# Start of DOCUMENT

# 25 year warranty deck stain



## southernyankee (Feb 21, 2011)

Anyone ever hear of a deck "stain" that offers a 25 year warranty/guarantee?
Customer called and said he had a proposal from a contractor that stated the product he was using to stain the customers deck offered a 25 year warranty/guarantee.


----------



## Kent Whitten (Mar 24, 2006)

I may be proven wrong, but that's unlikely.


----------



## hdavis (Feb 14, 2012)

Last tests by the US Forest Service labs showed stains on decks don't really last 3 years. None of them.

Maybe a 25 year guarantee on material manufacturing defects, but I've never heard of it.


----------



## deckman22 (Oct 20, 2007)

That's a total crock of poop, no stain last 25 years. Heck for that matter most decking won't last 25 years.


----------



## 91782 (Sep 6, 2012)

southernyankee said:


> Anyone ever hear of a deck "stain" that offers a 25 year warranty/guarantee?
> Customer called and said he had a proposal from a contractor that stated the product he was using to stain the customers deck offered a 25 year warranty/guarantee.


It didn't take long using Google to turn up Behr's limited Warranty - 25 yr vertical, 10 yr horizontal.

http://www.behr.com/Behr/home#vgnextoid=82ca536658689110VgnVCM1000006f1010acRCRD;channel=PROJECT_CENTER;view=17

But that isn't really the issue. The customer is challenging you with something you know cannot be true in R/L.

What to do? All any of us can do is recommend a product that has (in our experience) a proven track record, state what the likely limits are, and either the customer has the wisdom to accept your expertise (which is part of what he's paying you for), or he doesn't.

There is no gain in badmouthing either the contractor or the product - state what the school of hard knocks has taught *you* and move on.

If you don't get 'em this time, they'll remember your words the next time (in a year or two at most!).


----------



## southernyankee (Feb 21, 2011)

I told the customer that I have heard of a product when applied to a wood deck, carries a 25 year warranty. Didn't knock the other contractor's bid, just informed him my recommendation.
The customer seemed a little gullible, so I wouldn't be surprised if he went with the 25 year warranty.
Told the customer that most semi-transparent stains will last 3-5 years, depending on exposure and climate.


----------



## Kent Whitten (Mar 24, 2006)

# End of DOCUMENT

> **REQUIREMENT A**: Translate this sentence from the deck stain thread into Spanish: "Last tests by the US Forest Service labs showed stains on decks don't really last 3 years."
> **REQUIREMENT B**: Retype the part of the deck stain thread that opens with the words "If you don't" and closes with "him my recommendation.".
The listing that comes next is not needed.

# Start of DATASET CONTENT

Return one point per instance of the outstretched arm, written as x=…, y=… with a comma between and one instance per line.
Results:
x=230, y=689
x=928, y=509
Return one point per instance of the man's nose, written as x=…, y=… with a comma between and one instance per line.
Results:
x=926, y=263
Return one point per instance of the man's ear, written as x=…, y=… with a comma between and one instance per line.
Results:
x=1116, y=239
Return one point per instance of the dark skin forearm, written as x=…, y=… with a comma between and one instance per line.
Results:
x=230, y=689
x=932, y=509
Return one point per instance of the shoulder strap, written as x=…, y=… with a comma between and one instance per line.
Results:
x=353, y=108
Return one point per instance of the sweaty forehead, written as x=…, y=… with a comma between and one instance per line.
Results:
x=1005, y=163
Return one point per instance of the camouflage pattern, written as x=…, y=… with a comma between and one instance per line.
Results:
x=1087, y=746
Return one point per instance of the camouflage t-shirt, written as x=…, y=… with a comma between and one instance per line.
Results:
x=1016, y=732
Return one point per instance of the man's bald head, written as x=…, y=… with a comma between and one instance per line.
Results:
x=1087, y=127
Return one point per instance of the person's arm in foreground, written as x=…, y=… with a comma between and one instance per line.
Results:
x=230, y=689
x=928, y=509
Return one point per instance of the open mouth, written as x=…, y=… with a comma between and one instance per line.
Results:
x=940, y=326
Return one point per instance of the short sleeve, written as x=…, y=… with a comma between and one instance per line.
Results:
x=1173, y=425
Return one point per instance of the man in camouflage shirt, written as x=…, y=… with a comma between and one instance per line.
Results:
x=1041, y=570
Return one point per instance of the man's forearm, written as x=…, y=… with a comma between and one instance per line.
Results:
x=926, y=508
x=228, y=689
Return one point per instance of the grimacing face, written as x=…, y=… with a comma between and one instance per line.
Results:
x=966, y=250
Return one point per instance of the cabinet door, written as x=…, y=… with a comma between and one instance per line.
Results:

# End of DATASET CONTENT

> **SOLUTION A**: Las últimas pruebas de los laboratorios del Servicio Forestal de EE. UU. mostraron que los tintes en las terrazas en realidad no duran 3 años.

> **SOLUTION B**:
If you don't get 'em this time, they'll remember your words the next time (in a year or two at most!).


----------



## southernyankee (Feb 21, 2011)

I told the customer that I have heard of a product when applied to a wood deck, carries a 25 year warranty. Didn't knock the other contractor's bid, just informed him my recommendation.